*** EXCERPTED TEXT ***

Between the years 2000 and 2021, Black people represented nearly two-thirds of missing persons cases, Reynolds-Tyler said. A closer examination discovered that the majority of cases were Black children, specifically Black girls between the ages of 10 to 20. While Black girls that age represented 2% of the population, they constituted 30% of the cases during that time.
Chicago Police classified 99.8% of missing persons cases as “not criminal in nature” from 2000 to 2021. That number, Reynolds-Tyler said, was disputed by The Invisible Institute. Eleven cases were miscategorized as “closed non-criminal” in the missing persons data, but they were likely homicides, more than doubling the number of official killings in missing persons’ police data.
“These 11 cases were part of a much larger pattern of neglect,” Reynolds-Tyler said.
Many young people are oftentimes running from something – family conflict and abuse; mental health issues; school and social issues; seeking independence or belonging. The Department of Children and Family Services (DCFS) states that someone who goes on the run has a higher likelihood of experiencing human trafficking, and that young people and children “do not always perceive themselves as victims, making them very easy to manipulate,” Reynolds-Tyler said.

*** End of EXCERPTED TEXT ***
*** GIVEN DATA ***

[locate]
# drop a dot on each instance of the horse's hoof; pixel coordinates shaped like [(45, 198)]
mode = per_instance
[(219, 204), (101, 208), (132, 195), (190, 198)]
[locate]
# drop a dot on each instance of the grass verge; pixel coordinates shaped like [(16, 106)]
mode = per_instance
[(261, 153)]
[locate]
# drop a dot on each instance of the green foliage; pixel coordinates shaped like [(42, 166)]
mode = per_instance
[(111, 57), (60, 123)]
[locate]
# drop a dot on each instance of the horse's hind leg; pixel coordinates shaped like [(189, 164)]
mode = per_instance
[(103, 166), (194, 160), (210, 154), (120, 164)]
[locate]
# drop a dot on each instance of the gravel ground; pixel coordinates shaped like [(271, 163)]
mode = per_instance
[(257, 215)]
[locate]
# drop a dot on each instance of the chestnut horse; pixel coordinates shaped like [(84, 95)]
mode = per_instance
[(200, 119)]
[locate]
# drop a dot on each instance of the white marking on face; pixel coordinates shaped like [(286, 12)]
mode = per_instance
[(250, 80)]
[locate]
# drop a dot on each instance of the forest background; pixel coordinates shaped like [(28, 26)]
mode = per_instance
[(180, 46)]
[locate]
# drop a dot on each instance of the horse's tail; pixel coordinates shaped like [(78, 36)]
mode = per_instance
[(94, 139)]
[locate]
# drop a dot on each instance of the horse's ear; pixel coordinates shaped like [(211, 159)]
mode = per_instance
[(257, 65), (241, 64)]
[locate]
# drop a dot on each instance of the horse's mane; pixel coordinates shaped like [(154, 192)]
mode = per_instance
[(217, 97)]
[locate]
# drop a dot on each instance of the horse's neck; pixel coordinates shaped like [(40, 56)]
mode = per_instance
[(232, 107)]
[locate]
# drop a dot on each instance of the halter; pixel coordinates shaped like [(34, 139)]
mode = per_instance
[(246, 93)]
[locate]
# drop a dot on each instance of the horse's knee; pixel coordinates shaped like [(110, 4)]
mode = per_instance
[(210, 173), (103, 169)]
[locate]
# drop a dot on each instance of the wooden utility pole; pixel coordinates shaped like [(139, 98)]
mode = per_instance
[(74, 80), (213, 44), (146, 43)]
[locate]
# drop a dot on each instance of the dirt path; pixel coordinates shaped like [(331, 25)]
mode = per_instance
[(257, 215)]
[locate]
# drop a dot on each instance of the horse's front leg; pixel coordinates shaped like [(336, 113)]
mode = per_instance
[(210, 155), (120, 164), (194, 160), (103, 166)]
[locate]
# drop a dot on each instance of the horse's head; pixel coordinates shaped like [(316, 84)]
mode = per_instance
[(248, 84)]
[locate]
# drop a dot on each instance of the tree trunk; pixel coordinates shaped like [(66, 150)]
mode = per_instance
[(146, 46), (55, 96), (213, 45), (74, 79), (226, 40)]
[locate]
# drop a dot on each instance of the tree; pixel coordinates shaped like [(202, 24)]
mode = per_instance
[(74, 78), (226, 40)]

*** End of GIVEN DATA ***

EXERCISES:
a) In the excerpt on missing persons cases in Chicago, what reason does the text give for young people and children being "very easy to manipulate"? Answer in one or two sentences.
b) Summarize the excerpt on missing persons cases in Chicago in two sentences.
c) Continue the excerpt on missing persons cases in Chicago from the point where it stops.
The rows come from a different source than the text.

SOLVED PROBLEMS:
a) According to DCFS, young people and children who go on the run "do not always perceive themselves as victims." That is what makes them very easy to manipulate.

b) From 2000 to 2021, Black people made up nearly two-thirds of missing persons cases, and Black girls aged 10 to 20 were 30% of cases while being 2% of the population. Chicago Police labeled 99.8% of cases "not criminal in nature," but The Invisible Institute found eleven "closed non-criminal" cases that were likely homicides, which Reynolds-Tyler called part of a larger pattern of neglect of young people who often run from hardship and face a higher risk of trafficking.

c)
“In our reporting, we saw that missingness was related to gun violence, intimate partner abuse, substance use abuse, human trafficking, inadequate housing, and a host of other issues,” she said.
During their investigation, Reynolds-Tyler and her colleagues did not rely solely on data. They also interviewed social workers, current and former police officials, national experts, and impacted families to learn why Black girls went missing. The common denominator revealed a pattern of neglect, incompetence, and illegal behavior.
“These people who had never met before were somehow telling the same stories,” she said.
Lost & Found cont.
Pictured left to right: Lisa Honig, Robert Honig, Dean Creasie Finney Hairston, Trina Reynolds-Tyler, Olga Honig, and Dr. George Honig
The numerous interviews provided Reynolds-Tyler and her team with a plethora of information. But they wanted to dig deeper. They analyzed 911 calls related to missing persons’ cases, in addition to data from the Cook County Sheriff’s Missing Persons Project, Cook County Medical Examiner, and Chicago Missing Persons. The goal was to learn how missing persons cases are conducted from beginning to end.
“Sarah and I spoke with so many families. It was incredibly heavy but incredibly rewarding to carry these stories in this seven-part series and create an opportunity for other people to see themselves in their families in these stories,” Reynolds-Tyler said.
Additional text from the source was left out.